Stored records
#####

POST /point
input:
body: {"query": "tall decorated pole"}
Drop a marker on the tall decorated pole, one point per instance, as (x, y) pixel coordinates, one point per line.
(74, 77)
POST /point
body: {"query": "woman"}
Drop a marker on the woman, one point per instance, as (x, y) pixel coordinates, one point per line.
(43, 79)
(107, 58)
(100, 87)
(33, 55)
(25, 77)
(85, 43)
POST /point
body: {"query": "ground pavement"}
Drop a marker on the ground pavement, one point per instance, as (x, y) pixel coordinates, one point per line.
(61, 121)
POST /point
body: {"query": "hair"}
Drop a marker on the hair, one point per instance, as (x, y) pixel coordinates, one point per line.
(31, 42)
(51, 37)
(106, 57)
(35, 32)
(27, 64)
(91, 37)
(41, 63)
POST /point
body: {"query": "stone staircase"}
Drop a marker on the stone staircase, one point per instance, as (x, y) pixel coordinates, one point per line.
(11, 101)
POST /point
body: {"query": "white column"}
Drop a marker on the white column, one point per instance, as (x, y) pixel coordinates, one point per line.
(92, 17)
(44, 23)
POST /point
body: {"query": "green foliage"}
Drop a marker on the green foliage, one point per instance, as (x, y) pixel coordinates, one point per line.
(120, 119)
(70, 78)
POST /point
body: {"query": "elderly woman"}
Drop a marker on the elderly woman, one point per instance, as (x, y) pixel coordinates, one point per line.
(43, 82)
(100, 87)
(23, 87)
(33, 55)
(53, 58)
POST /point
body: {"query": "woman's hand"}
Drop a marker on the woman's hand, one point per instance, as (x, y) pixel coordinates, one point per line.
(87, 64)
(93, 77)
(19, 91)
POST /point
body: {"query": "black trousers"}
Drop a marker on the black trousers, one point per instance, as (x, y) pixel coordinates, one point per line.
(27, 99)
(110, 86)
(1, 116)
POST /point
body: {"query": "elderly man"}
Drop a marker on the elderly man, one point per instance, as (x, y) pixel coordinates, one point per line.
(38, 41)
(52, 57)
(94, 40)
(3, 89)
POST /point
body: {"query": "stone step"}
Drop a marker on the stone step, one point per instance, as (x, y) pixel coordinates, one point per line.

#####

→ **The task**:
Reproduce the records above exactly.

→ **Answer section**:
POST /point
input:
body: {"query": "tall decorated pole"}
Drop a marker on the tall decorated pole, one point per instance, as (x, y) pixel coordinates, one point per line.
(74, 77)
POST /point
body: {"query": "woman"}
Drop a marker on the woman, one point per instance, as (x, y) pixel coordinates, one point per line.
(43, 79)
(107, 58)
(100, 87)
(33, 55)
(25, 77)
(85, 43)
POST /point
body: {"query": "ground pavement"}
Drop a marker on the ground pavement, one point per instance, as (x, y) pixel coordinates, one point per line.
(61, 121)
POST /point
body: {"query": "hair"}
Drop a marker on the hair, one point per instance, as (x, y) pixel coordinates, one point per line.
(31, 42)
(51, 37)
(106, 57)
(35, 32)
(27, 64)
(91, 37)
(41, 63)
POST /point
body: {"query": "stone staircase"}
Drop a marker on the stone staircase, one point per instance, as (x, y) pixel coordinates, one point per line.
(11, 101)
POST /point
body: {"query": "white column"}
Drop a marker on the white column, one point per instance, as (x, y) pixel coordinates, one point per line.
(92, 17)
(44, 23)
POST /point
body: {"query": "green foliage"}
Drop a marker on the green foliage, one point per instance, as (x, y) pixel coordinates, one point per line.
(120, 119)
(70, 78)
POST /point
body: {"query": "elderly woman"}
Drop a marker on the elderly woman, one point per instance, as (x, y) pixel coordinates, one point per line.
(43, 82)
(100, 87)
(23, 87)
(33, 55)
(53, 58)
POST /point
body: {"query": "woman's hand"}
Drop a marker on the woman's hand, one point per instance, as (x, y) pixel coordinates, one point per line.
(87, 64)
(93, 77)
(19, 91)
POST /point
body: {"query": "black trousers"}
Drop a marker on the black trousers, one point per instance, as (x, y) pixel coordinates, one point per line.
(27, 99)
(110, 86)
(1, 116)
POST /point
body: {"query": "elderly man"}
Drop a marker on the elderly man, one point per instance, as (x, y) pixel coordinates, one point per line.
(38, 41)
(52, 57)
(94, 40)
(3, 89)
POST /point
body: {"query": "stone step"}
Drop a marker on the stone step, one point per instance, as (x, y) pixel coordinates, one point per line.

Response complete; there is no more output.